PASSAGE TO READ |
○ ○ ○ ○ ○

The AMIA bombing was not the first anti-Semitic event in Argentina. Two years earlier, on March 17, 1992, the Israeli Embassy had been attacked, leaving more than twenty dead and hundreds injured. There, too, “it took the court seven and a half years to make a vague finding about something that everybody already knew.” There, too, there was a van and a bomb, but that finding "merely led to a thick fog of conspiracy theories," all of which "clearly showed how corruption was eating away at the ruling classes in Argentina." It seemed that everyone from President Carlos Menem down had his hand out for a bribe.

Some of the "conspiracy theories" included the rusty canards that "the Jews had been attacked, so they must have done something. Or perhaps they had orchestrated the attack so people would feel sorry for them, or as part of some hidden plan…. And don't forget that [a police chief ] claimed that the embassy building had collapsed on itself, from which he deduced…that there had been a secret ammunition store in one of the basements." Others chattered about an Israeli terrorist group and /or disgruntled Israelis who wanted a change of government.

○ ○ ○ ○ ○

QUESTIONS ON THE MATERIAL |
[A] Decide whether each statement agrees with the passage about the Argentine bombings. Answer yes or no for each, and quote the words of the passage that decide it.
(i) The attack on the Israeli Embassy took place two years before the AMIA bombing.
(ii) The court needed five years to reach a finding on the embassy attack.
(iii) A police chief claimed the embassy building had collapsed on itself.
[B] According to the conspiracy theories described in the passage about the Argentine bombings, who was behind the embassy attack? List each party named.
The items that come next are unrelated to the passage about the Argentine bombings.

○ ○ ○ ○ ○

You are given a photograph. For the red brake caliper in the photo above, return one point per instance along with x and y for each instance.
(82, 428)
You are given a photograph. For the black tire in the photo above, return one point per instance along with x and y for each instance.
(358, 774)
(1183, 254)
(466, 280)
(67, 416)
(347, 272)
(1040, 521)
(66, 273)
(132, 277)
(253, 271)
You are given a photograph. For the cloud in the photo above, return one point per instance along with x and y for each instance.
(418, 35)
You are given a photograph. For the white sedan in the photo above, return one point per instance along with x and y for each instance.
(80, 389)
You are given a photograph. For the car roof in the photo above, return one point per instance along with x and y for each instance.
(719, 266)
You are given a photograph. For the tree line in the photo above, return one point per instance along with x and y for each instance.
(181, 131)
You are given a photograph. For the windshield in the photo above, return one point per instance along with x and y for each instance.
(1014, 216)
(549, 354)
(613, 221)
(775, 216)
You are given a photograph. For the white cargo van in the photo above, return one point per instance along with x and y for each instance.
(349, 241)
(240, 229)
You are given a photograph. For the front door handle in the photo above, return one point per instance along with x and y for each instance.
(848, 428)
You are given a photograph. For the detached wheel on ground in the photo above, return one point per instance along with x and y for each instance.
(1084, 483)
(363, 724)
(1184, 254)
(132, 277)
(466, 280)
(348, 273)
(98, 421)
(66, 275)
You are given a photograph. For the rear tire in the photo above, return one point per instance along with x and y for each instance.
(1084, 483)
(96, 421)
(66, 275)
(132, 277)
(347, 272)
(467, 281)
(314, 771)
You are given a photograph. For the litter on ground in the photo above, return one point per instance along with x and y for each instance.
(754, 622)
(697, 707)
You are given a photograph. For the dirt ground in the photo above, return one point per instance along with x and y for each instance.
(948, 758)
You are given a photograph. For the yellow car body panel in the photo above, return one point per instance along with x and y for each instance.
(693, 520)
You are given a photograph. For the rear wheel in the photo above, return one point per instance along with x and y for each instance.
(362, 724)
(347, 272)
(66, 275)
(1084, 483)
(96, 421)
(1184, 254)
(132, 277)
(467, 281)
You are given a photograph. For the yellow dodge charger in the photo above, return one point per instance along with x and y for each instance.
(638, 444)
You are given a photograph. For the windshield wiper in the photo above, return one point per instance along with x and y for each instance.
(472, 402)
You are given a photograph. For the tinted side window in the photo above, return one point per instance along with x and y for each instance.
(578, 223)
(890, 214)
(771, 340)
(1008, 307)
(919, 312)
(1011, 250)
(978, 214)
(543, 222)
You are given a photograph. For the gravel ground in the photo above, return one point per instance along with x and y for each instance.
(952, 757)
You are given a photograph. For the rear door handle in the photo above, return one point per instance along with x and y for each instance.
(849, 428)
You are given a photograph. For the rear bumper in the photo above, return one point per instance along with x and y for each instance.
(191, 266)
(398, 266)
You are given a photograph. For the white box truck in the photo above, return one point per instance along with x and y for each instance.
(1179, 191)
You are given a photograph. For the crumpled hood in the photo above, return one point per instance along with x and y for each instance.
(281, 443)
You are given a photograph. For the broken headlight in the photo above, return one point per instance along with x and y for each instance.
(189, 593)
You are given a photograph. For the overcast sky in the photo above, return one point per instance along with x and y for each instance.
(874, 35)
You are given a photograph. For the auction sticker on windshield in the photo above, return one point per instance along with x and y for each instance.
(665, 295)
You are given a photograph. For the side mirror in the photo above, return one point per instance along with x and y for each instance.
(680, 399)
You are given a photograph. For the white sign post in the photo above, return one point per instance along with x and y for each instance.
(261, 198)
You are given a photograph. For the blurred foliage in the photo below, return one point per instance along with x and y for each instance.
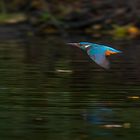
(94, 17)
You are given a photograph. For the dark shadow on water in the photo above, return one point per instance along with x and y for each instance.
(53, 91)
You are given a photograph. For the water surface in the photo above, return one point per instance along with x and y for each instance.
(51, 91)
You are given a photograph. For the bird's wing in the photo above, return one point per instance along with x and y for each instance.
(98, 55)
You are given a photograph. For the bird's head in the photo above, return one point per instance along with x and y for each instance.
(82, 45)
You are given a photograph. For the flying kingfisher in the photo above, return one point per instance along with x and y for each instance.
(97, 52)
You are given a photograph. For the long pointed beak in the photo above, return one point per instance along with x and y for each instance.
(74, 44)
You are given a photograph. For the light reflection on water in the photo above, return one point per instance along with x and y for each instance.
(52, 91)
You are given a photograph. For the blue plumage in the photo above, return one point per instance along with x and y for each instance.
(97, 52)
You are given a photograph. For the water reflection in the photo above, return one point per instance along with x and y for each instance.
(52, 91)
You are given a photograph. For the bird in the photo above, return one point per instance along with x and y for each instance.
(97, 52)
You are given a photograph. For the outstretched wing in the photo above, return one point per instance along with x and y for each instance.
(97, 54)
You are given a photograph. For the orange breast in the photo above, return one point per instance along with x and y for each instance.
(107, 53)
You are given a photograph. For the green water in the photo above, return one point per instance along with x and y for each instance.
(51, 91)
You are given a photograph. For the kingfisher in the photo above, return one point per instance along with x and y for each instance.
(97, 52)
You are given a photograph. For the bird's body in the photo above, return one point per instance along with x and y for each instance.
(97, 52)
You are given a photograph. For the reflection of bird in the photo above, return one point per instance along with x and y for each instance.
(97, 52)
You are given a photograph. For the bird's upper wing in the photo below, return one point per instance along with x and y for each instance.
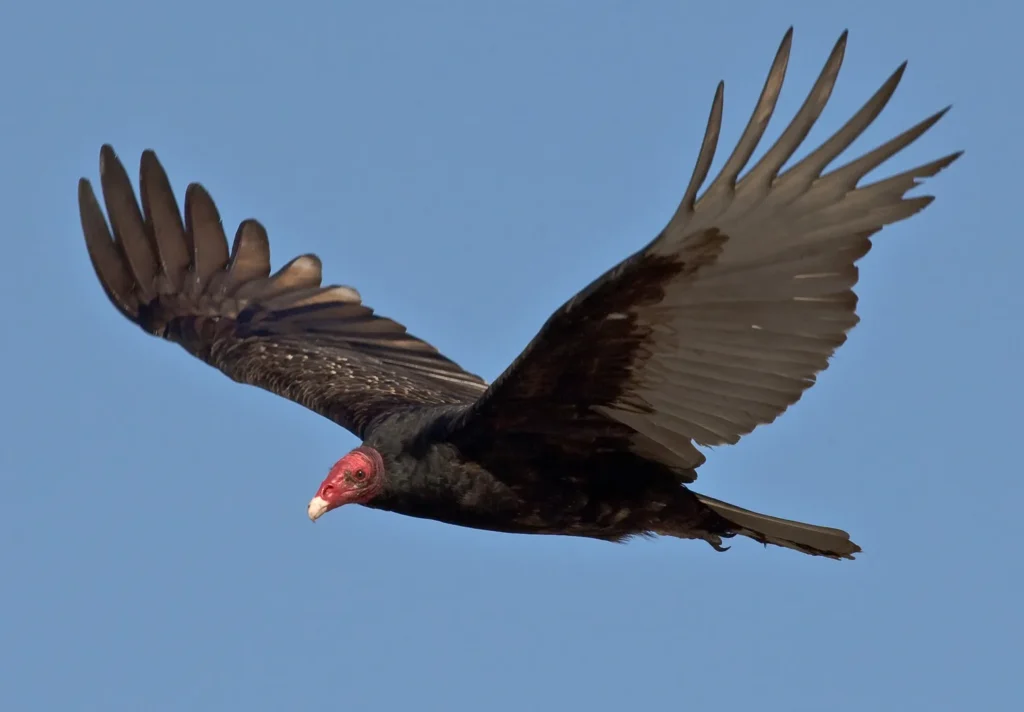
(725, 319)
(316, 345)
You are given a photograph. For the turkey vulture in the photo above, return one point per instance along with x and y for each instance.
(712, 329)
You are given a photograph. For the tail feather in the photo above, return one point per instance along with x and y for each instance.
(810, 539)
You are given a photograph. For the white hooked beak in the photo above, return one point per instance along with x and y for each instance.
(317, 505)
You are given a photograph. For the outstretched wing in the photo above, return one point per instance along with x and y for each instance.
(725, 319)
(316, 345)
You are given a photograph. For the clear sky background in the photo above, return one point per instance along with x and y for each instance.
(469, 166)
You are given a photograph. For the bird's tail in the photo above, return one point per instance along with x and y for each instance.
(811, 539)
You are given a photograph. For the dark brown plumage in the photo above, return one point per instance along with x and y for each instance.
(714, 328)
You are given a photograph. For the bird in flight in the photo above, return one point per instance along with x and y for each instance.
(715, 327)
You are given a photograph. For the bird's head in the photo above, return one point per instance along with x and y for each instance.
(357, 477)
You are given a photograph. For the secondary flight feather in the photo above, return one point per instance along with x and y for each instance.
(714, 328)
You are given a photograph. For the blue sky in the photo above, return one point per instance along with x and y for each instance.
(469, 166)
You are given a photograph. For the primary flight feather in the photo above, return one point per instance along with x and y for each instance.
(717, 326)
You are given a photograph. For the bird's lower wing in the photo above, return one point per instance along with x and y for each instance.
(727, 317)
(316, 345)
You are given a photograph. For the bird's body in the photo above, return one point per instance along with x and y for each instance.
(715, 327)
(434, 473)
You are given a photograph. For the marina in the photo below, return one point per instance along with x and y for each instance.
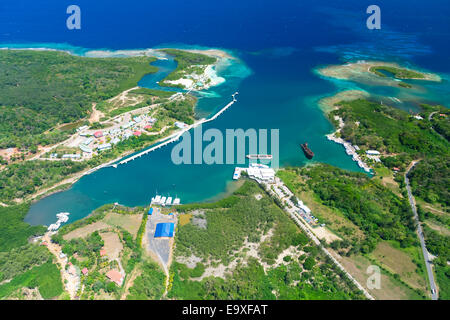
(164, 201)
(176, 136)
(63, 217)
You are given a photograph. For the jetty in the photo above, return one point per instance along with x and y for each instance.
(164, 201)
(176, 136)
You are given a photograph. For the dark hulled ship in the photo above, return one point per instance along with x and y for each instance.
(307, 151)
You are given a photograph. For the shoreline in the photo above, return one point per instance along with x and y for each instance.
(359, 71)
(158, 144)
(107, 53)
(329, 104)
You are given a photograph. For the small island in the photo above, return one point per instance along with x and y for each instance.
(377, 73)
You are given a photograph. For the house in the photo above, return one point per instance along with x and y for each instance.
(137, 119)
(85, 148)
(72, 270)
(180, 125)
(373, 152)
(82, 128)
(103, 147)
(115, 276)
(71, 156)
(98, 134)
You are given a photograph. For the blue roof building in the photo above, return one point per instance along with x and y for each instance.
(164, 230)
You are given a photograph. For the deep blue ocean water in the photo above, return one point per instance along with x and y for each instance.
(279, 44)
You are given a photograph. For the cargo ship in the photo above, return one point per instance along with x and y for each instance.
(307, 151)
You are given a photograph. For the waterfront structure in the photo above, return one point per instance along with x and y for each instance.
(105, 146)
(98, 134)
(71, 156)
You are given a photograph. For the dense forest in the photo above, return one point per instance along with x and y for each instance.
(187, 63)
(227, 225)
(40, 89)
(387, 129)
(430, 180)
(375, 209)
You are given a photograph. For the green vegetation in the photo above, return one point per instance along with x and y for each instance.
(227, 227)
(24, 178)
(400, 73)
(443, 279)
(19, 180)
(181, 110)
(387, 129)
(187, 63)
(153, 92)
(375, 209)
(14, 232)
(241, 217)
(40, 89)
(46, 278)
(19, 260)
(404, 85)
(430, 180)
(149, 285)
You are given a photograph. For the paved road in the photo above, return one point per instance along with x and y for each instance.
(434, 293)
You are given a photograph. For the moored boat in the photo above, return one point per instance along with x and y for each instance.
(307, 151)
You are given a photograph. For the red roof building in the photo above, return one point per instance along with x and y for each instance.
(115, 276)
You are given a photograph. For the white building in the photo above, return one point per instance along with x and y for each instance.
(373, 152)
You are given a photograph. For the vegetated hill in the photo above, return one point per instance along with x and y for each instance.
(430, 180)
(388, 129)
(187, 63)
(282, 264)
(39, 89)
(374, 208)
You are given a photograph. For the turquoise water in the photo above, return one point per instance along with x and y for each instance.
(279, 47)
(267, 99)
(275, 92)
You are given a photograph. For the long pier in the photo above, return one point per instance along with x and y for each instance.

○ ○ ○ ○ ○

TASK-BY-TASK SOLUTIONS |
[A]
(i) Yes: "Two years earlier, on March 17, 1992, the Israeli Embassy had been attacked"
(ii) No: "it took the court seven and a half years to make a vague finding about something that everybody already knew."
(iii) Yes: "claimed that the embassy building had collapsed on itself"

[B]
- The Jews themselves
- An Israeli terrorist group
- Disgruntled Israelis who wanted a change of government